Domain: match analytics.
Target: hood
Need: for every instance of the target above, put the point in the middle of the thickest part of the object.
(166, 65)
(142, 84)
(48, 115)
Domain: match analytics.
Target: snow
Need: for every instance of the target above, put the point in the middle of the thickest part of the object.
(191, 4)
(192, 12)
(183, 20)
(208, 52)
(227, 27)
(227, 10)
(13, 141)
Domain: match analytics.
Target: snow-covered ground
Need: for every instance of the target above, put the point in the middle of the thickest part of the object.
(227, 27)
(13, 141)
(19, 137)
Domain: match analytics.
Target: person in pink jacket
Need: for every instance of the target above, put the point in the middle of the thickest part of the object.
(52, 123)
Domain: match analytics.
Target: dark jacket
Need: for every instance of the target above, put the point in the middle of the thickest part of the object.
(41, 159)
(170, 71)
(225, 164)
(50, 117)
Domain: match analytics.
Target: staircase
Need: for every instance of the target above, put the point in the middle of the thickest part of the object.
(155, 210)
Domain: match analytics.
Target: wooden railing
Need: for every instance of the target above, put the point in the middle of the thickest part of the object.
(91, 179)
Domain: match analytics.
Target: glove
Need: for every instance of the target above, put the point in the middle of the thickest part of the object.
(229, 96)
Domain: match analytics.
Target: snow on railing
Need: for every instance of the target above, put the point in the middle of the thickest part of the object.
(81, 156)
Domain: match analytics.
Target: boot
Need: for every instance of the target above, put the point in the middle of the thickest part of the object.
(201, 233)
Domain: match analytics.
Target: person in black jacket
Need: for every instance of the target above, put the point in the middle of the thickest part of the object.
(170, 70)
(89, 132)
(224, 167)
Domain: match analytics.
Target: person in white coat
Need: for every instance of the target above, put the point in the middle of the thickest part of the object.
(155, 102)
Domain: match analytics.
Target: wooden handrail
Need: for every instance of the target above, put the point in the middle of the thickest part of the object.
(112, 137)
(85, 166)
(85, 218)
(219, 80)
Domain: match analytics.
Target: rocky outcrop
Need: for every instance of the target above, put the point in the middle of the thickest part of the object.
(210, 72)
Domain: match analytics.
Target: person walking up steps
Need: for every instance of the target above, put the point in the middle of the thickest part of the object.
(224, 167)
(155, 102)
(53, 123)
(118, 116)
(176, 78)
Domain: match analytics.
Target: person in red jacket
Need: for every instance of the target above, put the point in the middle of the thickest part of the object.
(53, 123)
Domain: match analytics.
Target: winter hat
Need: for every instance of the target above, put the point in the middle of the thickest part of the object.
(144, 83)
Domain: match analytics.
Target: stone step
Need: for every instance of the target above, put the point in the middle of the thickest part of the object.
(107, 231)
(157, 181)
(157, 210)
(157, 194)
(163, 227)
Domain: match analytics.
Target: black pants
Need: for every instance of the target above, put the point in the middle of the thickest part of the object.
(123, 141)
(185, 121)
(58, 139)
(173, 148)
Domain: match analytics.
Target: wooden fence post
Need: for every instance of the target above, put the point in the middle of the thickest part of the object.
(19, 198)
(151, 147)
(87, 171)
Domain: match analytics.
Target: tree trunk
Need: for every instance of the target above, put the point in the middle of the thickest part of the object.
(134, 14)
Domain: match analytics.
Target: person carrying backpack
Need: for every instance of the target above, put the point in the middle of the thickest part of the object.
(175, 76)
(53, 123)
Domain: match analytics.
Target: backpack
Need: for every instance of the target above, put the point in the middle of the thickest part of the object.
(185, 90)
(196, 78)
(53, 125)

#####

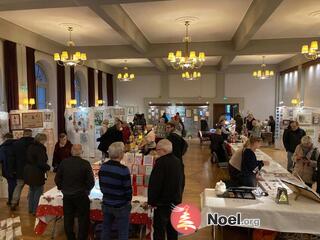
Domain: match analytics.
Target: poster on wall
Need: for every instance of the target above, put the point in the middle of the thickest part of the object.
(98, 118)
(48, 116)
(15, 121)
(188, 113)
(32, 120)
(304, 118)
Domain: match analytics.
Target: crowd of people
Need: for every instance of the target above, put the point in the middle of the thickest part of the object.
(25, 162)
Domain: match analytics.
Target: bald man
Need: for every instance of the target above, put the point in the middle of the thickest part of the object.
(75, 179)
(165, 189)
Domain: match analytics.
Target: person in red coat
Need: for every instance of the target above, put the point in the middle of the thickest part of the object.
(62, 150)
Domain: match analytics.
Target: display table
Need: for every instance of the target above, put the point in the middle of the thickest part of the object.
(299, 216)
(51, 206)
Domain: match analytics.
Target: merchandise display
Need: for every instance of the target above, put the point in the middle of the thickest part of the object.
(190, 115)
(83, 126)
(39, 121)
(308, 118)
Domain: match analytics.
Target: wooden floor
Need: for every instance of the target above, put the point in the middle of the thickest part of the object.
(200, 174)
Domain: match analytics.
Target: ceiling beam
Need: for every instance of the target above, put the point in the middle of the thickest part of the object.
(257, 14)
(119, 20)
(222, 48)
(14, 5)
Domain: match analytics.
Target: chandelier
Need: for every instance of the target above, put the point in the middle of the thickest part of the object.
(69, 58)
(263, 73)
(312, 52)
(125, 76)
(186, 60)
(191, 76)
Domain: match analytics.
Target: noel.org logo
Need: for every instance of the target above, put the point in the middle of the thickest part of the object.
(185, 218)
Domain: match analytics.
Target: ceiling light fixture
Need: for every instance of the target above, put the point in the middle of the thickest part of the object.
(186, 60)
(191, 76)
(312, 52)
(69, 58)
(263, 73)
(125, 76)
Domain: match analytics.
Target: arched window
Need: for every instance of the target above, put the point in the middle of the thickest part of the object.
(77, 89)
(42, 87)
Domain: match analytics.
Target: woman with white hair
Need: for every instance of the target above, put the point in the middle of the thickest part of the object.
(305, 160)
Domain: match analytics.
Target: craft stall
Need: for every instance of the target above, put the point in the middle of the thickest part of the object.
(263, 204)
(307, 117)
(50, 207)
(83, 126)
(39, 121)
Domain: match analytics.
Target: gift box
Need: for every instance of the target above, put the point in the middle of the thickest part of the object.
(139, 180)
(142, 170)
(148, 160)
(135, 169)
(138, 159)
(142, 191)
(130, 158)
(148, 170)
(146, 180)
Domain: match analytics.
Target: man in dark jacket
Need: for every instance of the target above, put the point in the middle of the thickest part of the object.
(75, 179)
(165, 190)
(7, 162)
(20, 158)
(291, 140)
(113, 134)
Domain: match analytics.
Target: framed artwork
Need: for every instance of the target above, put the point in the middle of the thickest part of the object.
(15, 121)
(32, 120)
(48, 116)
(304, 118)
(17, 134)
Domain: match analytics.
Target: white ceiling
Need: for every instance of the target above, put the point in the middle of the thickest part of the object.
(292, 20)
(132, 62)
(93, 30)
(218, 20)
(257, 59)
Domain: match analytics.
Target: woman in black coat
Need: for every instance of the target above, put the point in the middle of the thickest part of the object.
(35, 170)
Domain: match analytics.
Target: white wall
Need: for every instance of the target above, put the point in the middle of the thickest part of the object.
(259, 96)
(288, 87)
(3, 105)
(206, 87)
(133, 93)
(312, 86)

#####

> [Your goal]: Please count the lines of the records that contain the string "wall", treating case as significant, and give only that number.

> [Output below]: 2